DOCUMENT SECTION START
The wow move — multi-form from one prompt

_infer_forms in adjutant/server.py returns a list of form IDs. A single voice request that mentions leave AND TDY AND counseling produces three filled PDFs in parallel — none of GenAI.mil, CamoGPT, Ask Sage, Milnerva, or EdgeRunner can do this.

Live demo:

Soldier: "I'm going to JRTC at Fort Polk July 14 for 5 days,
          need to counsel SPC Garcia tomorrow,
          and want 2 days of leave when I get back."

Adjutant: → DD-1351-2 (TDY voucher)
            • Per diem: Leesville, LA = $110 lodging × 5 days
            • M&IE = $68 × 5 days
            • Travel-day rule: 75% on departure + return
            • Total: $746
          → DA-4856 (counseling)
            • Soldier: SPC Garcia
            • Type: Performance / Corrective
          → DA-31 (leave, 2 days post-return)

Three real signed-ready PDFs. One voice request. ~15 seconds end-to-end.
DOCUMENT SECTION END
» **REQUIRED ACTION A**
In the multi-form write-up, what does _infer_forms in adjutant/server.py return?
» **REQUIRED ACTION B**
Decide whether each statement agrees with the multi-form write-up. Answer yes or no, and quote the words that decide it: (i) The counseling form in the demo is DA-4856. (ii) The demo requests five days of leave. (iii) The filled PDFs are produced one after another.
» **REQUIRED ACTION C**
Write what comes next in the multi-form write-up, starting after its final sentence.
DATA TO EXAMINE START
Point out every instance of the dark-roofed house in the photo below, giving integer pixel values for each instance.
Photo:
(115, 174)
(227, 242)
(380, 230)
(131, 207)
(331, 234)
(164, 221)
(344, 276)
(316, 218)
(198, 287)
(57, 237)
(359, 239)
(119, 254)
DATA TO EXAMINE END
» **TASK RESPONSE A**
A list of form IDs.

» **TASK RESPONSE B**
(i) Yes: "→ DA-4856 (counseling)"
(ii) No: "DA-31 (leave, 2 days post-return)"
(iii) No: "produces three filled PDFs in parallel"

» **TASK RESPONSE C**
Why this is novel

Capability	GenAI.mil	CamoGPT	Ask Sage	Milnerva	SergeantAI	EdgeRunner	Adjutant
Voice I/O conversational	❌	❌	❌	❌	❌	listens 1-way	✅
Offline / air-gapped	❌	❌	❌	❌	❌	✅ tactical	✅ admin
Cites AR/FM by section	generic	generic	generic	partial	one AR	generic	✅ multi-source
Auto-fills real DA-form PDF	❌	❌	❌	❌	❌	❌	✅
End-to-end persona flow	❌	❌	❌	❌	❌	❌	✅
Multi-form from one voice request	❌	❌	❌	❌	❌	❌	✅
3-tier graceful-degradation architecture	❌	❌	❌	❌	❌	❌	✅
Hands-free	❌	❌	❌	❌	❌	❌	✅

EdgeRunner serves tactical / SOF doctrine. Adjutant serves the bureaucratic tail.

Why this matters

Stat	Source
Army company leaders work 12.5-hour days — longer than 96% of all American workers. Less than ⅓ on actual readiness.	RAND Corporation
Companies submit "three to four dozen monthly reports" — "one week every month for company command teams"	Modern War Institute (West Point)
GenAI.mil rolled to 1.2M users, but admits "automating thousands of man-hours" of paperwork is the gap	DefenseScoop / War.gov, Dec 2025
GenAI.mil is web-only, desk-only, requires CAC	Small Wars Journal, Jan 2026

TAM: 3M service members × 6 hrs/wk on paperwork × $25/hr loaded = $23.4 billion/year in recoverable mission-readiness labor.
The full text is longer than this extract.